* ACTION ITEM
Look in the material below for the line with "Q: Point to every instance of the wooden ramp surface" and the line with "Q: Point to every instance of the wooden support", then set down exactly those two lines and all lines between, nothing more.

* MATERIAL FOR THE TASK
────────────────────

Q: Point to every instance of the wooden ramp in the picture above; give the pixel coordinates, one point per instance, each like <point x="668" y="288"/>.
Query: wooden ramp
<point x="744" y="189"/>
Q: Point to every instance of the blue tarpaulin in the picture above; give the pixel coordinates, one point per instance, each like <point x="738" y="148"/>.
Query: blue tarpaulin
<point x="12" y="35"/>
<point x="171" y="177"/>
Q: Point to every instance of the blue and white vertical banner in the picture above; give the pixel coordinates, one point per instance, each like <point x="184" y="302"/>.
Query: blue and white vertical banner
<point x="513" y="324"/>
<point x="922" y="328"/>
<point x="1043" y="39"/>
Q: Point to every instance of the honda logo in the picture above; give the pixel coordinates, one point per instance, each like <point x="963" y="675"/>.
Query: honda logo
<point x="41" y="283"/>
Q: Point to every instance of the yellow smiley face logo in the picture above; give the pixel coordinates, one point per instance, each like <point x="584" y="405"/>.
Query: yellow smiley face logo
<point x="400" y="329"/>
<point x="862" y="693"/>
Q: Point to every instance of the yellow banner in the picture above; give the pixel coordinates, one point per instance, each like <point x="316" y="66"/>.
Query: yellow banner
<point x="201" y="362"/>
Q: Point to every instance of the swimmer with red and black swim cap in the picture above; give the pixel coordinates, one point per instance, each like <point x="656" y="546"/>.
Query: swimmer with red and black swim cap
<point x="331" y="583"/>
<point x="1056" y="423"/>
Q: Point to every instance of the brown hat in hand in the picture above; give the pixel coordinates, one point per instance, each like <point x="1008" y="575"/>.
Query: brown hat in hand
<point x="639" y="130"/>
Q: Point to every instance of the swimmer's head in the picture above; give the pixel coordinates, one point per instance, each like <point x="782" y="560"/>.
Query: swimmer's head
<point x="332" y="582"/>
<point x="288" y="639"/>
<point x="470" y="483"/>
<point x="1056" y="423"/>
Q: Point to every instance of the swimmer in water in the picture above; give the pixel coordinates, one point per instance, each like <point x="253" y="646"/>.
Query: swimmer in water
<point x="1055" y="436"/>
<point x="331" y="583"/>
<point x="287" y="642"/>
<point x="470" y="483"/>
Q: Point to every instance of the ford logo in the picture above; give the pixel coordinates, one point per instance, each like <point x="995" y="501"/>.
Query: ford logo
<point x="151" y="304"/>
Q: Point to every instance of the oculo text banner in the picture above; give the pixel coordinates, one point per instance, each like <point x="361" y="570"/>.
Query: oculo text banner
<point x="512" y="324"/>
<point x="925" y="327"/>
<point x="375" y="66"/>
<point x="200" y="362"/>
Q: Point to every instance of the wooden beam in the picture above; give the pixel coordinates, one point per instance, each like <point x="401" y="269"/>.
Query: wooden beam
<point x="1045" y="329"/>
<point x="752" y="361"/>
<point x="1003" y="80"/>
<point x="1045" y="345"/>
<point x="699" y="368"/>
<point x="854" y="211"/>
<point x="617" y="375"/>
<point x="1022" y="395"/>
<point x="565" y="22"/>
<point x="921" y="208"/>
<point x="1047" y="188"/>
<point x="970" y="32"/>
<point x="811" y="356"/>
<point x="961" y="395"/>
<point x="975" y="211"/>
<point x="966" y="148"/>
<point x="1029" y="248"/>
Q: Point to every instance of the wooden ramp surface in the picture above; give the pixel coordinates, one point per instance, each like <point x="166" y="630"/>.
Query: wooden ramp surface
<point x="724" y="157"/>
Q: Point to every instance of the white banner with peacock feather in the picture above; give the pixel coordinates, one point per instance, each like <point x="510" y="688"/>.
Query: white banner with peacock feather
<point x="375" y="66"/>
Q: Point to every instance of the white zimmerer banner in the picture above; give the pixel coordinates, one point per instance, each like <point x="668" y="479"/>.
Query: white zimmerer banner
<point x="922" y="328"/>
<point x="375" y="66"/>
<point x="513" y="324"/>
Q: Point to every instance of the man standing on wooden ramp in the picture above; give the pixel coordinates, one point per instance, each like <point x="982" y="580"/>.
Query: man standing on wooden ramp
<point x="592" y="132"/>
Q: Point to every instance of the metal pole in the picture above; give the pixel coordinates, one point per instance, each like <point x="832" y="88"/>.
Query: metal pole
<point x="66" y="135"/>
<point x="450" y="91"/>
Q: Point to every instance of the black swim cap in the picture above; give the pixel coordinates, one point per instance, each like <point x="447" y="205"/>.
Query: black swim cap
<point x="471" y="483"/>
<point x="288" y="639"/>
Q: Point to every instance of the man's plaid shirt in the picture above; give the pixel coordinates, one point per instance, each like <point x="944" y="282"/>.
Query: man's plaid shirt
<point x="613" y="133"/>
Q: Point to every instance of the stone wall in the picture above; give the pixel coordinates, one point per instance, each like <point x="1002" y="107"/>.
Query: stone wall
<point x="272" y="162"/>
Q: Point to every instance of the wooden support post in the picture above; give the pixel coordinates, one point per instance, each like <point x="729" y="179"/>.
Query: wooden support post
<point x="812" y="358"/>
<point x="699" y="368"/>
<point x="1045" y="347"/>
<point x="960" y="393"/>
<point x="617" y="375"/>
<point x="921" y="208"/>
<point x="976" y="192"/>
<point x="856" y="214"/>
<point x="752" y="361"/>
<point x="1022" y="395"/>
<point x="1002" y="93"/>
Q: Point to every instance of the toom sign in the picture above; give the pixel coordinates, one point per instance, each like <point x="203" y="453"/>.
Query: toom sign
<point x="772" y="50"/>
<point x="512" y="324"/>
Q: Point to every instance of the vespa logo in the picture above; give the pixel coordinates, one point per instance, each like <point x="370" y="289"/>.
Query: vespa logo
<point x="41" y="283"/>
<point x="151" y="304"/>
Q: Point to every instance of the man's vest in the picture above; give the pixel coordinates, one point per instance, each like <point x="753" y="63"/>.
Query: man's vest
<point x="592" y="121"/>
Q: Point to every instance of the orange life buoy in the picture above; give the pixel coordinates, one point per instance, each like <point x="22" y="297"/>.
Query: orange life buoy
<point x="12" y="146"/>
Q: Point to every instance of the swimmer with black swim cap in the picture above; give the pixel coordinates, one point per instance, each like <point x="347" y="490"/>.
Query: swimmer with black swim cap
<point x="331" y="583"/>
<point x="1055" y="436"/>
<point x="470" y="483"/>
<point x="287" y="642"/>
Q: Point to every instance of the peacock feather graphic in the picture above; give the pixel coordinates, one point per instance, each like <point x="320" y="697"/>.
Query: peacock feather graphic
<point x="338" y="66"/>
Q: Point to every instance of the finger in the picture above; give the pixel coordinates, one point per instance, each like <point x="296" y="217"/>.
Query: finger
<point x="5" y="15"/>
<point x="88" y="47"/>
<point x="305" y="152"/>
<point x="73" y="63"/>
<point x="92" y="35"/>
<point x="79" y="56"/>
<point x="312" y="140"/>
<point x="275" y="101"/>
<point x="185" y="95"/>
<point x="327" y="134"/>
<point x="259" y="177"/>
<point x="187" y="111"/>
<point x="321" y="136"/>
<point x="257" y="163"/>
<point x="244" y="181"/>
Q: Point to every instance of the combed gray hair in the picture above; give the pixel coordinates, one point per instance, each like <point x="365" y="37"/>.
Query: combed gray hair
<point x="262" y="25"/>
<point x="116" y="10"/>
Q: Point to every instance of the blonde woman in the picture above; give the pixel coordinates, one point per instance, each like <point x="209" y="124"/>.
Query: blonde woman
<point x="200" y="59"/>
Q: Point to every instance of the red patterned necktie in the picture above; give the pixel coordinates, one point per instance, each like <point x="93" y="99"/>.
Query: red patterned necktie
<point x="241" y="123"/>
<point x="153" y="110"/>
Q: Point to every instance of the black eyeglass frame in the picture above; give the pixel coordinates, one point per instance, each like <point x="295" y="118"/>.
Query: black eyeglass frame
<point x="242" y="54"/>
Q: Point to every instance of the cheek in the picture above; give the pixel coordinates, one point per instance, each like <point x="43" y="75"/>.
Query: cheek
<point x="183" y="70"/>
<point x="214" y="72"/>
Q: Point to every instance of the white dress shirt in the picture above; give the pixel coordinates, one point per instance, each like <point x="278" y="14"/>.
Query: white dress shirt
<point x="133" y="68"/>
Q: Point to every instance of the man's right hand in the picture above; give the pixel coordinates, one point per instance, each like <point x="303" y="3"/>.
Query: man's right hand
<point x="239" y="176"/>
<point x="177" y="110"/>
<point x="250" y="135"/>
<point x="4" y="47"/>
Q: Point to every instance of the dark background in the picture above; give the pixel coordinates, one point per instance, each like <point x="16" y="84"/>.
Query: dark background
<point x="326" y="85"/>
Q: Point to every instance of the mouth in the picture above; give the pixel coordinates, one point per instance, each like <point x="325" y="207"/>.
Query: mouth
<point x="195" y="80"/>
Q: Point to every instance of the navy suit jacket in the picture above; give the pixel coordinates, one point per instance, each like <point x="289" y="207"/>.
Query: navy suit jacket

────────────────────

* RESPONSE AREA
Q: Point to every instance of the wooden ramp surface in the picture above; give the pixel coordinates, one point per instance, each like <point x="166" y="630"/>.
Query: wooden ramp surface
<point x="724" y="157"/>
Q: Point to every instance of the white banner with peacock feather in the picture above; give the pixel coordinates, one point per instance, each like <point x="510" y="688"/>.
Query: white banner with peacock feather
<point x="375" y="66"/>
Q: Point to every instance of the white zimmerer banner in the picture above; give the pixel coordinates, one point per instance, each like <point x="668" y="479"/>.
Query: white zimmerer banner
<point x="922" y="328"/>
<point x="375" y="66"/>
<point x="513" y="324"/>
Q: Point to every instance of the man standing on wooden ramp in the picture above; give the pixel coordinates, one point per instance, each like <point x="982" y="580"/>.
Query: man standing on wooden ramp
<point x="592" y="132"/>
Q: Point to every instance of the metal pole in the picture above; give the pixel coordinates, one point per instance, each like <point x="832" y="88"/>.
Query: metal pole
<point x="66" y="135"/>
<point x="450" y="91"/>
Q: Point to every instance of the black swim cap in the picture above; give the pixel coordinates, one point per instance, each like <point x="447" y="205"/>.
Query: black swim cap
<point x="471" y="483"/>
<point x="288" y="639"/>
Q: Point to every instance of the man's plaid shirt in the picture above; give the pixel coordinates, one point per instance, each like <point x="944" y="282"/>.
Query: man's plaid shirt
<point x="613" y="133"/>
Q: Point to every instance of the stone wall in the picture above; give the pixel coordinates, one point per instance, each like <point x="1002" y="107"/>.
Query: stone wall
<point x="272" y="162"/>
Q: Point to every instance of the wooden support post in the picture above; give the pixel coordinates, one point per instance, each like <point x="729" y="179"/>.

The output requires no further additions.